Among the records below, find the line that has "If you could tag each instance of the wasp in"; from there, give the lines again exactly, and stop after the line that has "If you could tag each instance of the orange".

-------- Supplied material

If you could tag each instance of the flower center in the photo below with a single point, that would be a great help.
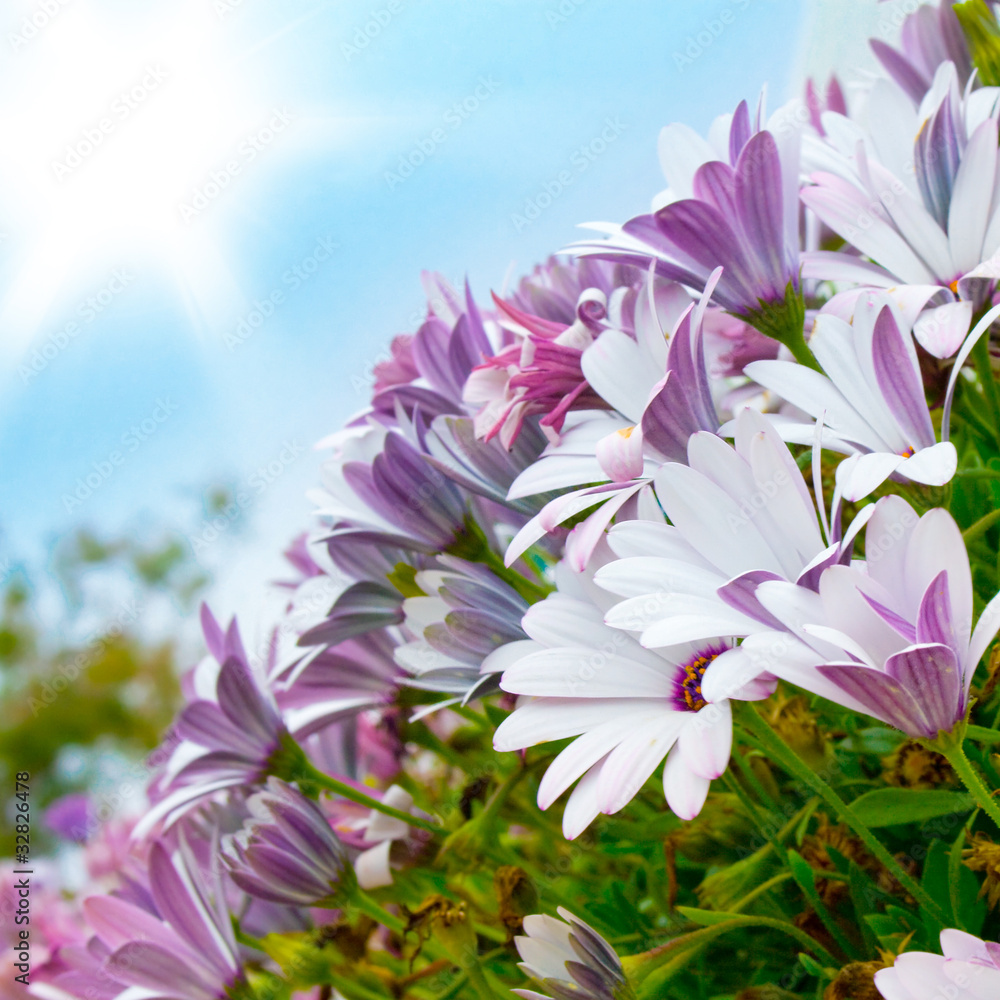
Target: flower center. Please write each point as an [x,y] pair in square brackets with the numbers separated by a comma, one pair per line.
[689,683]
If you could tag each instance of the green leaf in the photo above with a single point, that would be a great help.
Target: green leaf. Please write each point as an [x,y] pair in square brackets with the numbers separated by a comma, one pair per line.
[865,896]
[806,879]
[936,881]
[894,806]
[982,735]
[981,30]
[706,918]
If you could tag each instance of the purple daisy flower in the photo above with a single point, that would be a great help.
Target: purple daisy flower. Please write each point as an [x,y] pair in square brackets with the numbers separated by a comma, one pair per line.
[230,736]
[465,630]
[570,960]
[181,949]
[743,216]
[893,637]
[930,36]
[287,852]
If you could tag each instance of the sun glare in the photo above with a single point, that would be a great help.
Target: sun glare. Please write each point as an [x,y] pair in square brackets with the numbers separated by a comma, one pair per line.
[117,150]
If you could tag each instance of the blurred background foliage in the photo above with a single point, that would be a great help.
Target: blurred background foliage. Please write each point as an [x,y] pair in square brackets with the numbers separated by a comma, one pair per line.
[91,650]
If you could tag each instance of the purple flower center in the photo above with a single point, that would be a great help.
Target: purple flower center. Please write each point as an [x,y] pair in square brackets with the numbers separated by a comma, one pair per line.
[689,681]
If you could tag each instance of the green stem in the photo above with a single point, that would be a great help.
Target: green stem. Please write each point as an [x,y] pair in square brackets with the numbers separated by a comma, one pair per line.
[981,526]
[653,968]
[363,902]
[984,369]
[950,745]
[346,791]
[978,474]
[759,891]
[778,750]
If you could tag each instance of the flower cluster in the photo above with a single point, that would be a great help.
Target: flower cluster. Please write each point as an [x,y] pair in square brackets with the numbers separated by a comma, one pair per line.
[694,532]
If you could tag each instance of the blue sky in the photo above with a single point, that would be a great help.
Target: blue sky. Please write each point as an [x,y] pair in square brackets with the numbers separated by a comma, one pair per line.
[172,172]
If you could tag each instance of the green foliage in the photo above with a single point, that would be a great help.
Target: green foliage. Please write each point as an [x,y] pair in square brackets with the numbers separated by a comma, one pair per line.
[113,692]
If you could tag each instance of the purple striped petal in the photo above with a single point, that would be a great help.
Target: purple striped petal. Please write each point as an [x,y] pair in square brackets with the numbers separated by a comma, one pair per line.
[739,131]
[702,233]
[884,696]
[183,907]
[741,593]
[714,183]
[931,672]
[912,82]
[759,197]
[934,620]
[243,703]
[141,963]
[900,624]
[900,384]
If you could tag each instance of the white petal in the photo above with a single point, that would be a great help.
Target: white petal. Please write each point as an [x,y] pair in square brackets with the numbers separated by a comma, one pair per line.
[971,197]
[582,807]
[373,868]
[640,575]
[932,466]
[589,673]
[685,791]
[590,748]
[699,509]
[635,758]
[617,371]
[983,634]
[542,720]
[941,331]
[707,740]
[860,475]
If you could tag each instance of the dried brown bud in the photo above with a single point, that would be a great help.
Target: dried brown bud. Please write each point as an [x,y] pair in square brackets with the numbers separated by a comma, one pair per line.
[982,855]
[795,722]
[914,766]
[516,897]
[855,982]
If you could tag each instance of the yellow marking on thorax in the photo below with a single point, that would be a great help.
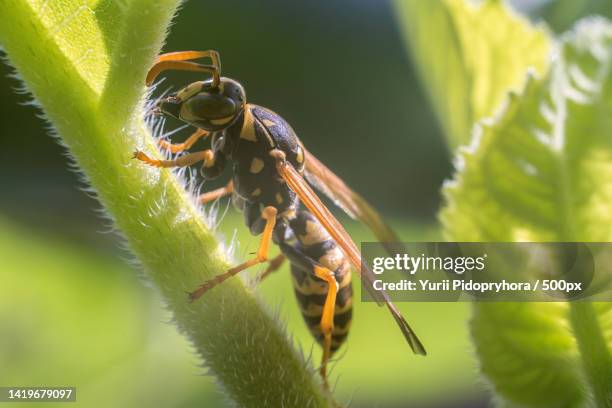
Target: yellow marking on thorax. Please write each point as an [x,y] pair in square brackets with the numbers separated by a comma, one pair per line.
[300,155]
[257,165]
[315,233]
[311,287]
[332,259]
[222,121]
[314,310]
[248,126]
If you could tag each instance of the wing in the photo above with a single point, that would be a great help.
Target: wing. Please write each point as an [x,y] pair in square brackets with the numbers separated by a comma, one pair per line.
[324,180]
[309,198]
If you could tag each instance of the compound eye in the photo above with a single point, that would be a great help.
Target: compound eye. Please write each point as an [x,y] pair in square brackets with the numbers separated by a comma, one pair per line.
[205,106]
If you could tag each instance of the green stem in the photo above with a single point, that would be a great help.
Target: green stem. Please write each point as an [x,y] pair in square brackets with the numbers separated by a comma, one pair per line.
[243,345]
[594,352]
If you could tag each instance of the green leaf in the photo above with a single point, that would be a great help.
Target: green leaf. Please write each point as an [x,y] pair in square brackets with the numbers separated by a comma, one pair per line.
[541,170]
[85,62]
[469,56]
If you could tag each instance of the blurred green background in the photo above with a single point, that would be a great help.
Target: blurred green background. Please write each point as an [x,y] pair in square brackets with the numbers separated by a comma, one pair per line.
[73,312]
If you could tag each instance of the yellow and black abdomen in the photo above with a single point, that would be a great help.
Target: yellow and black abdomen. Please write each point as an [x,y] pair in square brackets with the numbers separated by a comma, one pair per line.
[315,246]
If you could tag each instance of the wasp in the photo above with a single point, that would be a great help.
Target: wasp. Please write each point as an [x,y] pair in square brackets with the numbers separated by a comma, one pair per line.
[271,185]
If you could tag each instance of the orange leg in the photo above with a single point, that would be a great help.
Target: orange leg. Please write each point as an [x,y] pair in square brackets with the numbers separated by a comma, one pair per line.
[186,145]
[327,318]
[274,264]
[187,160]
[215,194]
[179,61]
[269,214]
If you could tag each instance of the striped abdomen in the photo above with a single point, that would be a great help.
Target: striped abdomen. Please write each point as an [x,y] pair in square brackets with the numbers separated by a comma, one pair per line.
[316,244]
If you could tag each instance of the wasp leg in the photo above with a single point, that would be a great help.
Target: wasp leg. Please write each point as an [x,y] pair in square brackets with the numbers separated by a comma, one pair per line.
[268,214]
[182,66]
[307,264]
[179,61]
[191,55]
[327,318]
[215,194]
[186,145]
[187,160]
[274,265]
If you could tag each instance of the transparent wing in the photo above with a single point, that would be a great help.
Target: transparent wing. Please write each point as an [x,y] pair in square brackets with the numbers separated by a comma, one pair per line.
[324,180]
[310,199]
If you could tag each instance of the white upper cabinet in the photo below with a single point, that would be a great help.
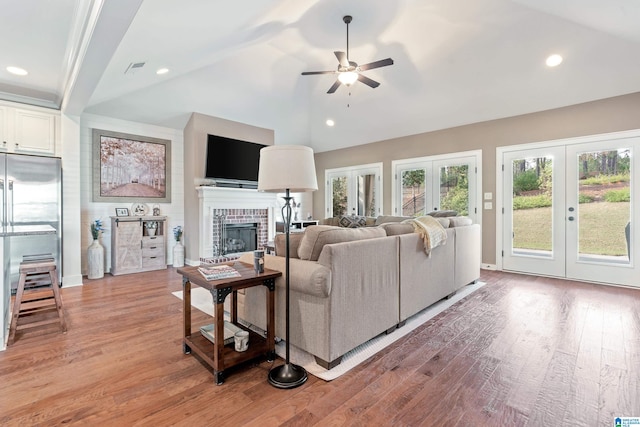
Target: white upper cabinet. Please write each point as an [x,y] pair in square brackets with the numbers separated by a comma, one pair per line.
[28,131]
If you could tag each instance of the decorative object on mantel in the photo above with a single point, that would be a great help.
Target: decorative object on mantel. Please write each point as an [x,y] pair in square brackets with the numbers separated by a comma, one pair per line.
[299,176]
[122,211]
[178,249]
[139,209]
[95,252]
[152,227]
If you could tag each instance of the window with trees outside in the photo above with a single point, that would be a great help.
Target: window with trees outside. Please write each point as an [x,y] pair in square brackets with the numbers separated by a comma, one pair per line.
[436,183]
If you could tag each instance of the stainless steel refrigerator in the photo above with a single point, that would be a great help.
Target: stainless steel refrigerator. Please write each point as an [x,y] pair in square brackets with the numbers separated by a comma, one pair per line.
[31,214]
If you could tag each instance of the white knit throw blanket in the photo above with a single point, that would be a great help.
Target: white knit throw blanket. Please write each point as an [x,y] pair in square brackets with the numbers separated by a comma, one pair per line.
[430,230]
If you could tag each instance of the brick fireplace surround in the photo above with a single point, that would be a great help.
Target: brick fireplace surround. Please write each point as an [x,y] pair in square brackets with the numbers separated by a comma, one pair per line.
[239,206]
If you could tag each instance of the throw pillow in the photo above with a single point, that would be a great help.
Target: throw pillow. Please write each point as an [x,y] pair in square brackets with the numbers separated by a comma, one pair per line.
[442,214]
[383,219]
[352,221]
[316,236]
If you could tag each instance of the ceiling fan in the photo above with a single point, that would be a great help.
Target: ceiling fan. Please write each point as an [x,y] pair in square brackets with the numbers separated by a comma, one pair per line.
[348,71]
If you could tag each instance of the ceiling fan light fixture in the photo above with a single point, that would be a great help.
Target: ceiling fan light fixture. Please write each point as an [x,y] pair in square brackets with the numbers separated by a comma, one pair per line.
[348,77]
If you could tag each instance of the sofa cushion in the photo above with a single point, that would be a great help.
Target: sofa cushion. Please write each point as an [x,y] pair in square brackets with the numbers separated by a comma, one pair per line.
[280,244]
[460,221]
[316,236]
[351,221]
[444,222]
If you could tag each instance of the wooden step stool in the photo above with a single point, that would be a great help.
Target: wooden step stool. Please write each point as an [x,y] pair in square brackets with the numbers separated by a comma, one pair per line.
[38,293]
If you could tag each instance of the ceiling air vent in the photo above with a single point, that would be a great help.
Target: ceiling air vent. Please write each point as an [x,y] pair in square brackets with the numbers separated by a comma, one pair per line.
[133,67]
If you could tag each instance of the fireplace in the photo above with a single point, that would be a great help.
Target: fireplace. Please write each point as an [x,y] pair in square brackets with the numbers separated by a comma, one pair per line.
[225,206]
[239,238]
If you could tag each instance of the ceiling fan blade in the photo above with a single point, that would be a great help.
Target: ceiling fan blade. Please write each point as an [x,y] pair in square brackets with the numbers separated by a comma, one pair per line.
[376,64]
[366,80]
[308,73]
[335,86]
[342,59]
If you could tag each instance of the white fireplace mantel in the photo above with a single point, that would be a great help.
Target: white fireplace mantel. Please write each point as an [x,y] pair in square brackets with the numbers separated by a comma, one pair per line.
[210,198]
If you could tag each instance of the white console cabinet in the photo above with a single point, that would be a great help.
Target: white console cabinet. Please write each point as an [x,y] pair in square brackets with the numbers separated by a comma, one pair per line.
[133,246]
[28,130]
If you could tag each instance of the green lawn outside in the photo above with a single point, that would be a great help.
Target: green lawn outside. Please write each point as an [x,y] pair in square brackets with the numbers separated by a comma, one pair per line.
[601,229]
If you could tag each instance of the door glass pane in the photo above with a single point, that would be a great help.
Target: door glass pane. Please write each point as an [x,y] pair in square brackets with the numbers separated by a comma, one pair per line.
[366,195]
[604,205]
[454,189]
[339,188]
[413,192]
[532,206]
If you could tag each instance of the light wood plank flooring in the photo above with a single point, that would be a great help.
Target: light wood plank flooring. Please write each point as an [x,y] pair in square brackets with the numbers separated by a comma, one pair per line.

----------------

*Your response:*
If you could tag each instance of the wasp in the photo above with a single point, that would be a great help.
Target: wasp. Please write each point as an [x,y] pair in square brackets with the numbers separated by a comma, one pair per line.
[271,185]
If you could tag each instance of the orange leg in the photo above with a single point, that would be a great help.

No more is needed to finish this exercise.